◆ **DATA PROVIDED**:
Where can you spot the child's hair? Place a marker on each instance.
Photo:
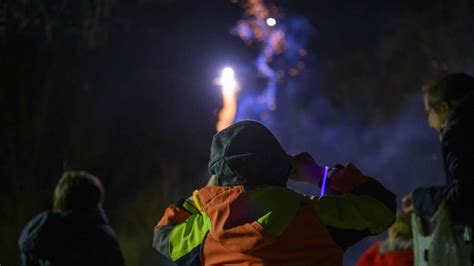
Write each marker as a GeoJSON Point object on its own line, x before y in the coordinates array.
{"type": "Point", "coordinates": [451, 89]}
{"type": "Point", "coordinates": [401, 228]}
{"type": "Point", "coordinates": [77, 190]}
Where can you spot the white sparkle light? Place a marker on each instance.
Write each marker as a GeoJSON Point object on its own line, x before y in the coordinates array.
{"type": "Point", "coordinates": [271, 22]}
{"type": "Point", "coordinates": [228, 83]}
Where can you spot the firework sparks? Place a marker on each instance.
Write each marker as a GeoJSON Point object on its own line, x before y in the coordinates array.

◆ **WRITTEN EXERCISE**: Substitute "pin" for every "marker" throughout the data above, change nothing else, and leave out the pictures.

◆ **OUTPUT FOR THIS EXERCISE**:
Where can you spot the child's hair? Place a pin on each instance.
Photo:
Write each pin as a GeoJSON Point object on its own line, x before y in the coordinates array.
{"type": "Point", "coordinates": [451, 89]}
{"type": "Point", "coordinates": [401, 228]}
{"type": "Point", "coordinates": [77, 190]}
Where can you spot the white sparkle light? Place a pin on each instance.
Write each pin as a GeoJSON Point object on its own line, x before y in the coordinates array.
{"type": "Point", "coordinates": [271, 22]}
{"type": "Point", "coordinates": [228, 83]}
Where can you spot the firework sparks? Place a pin on each instance.
Write each pin as a GeoJSON Point object on its own line, x before y in the coordinates array.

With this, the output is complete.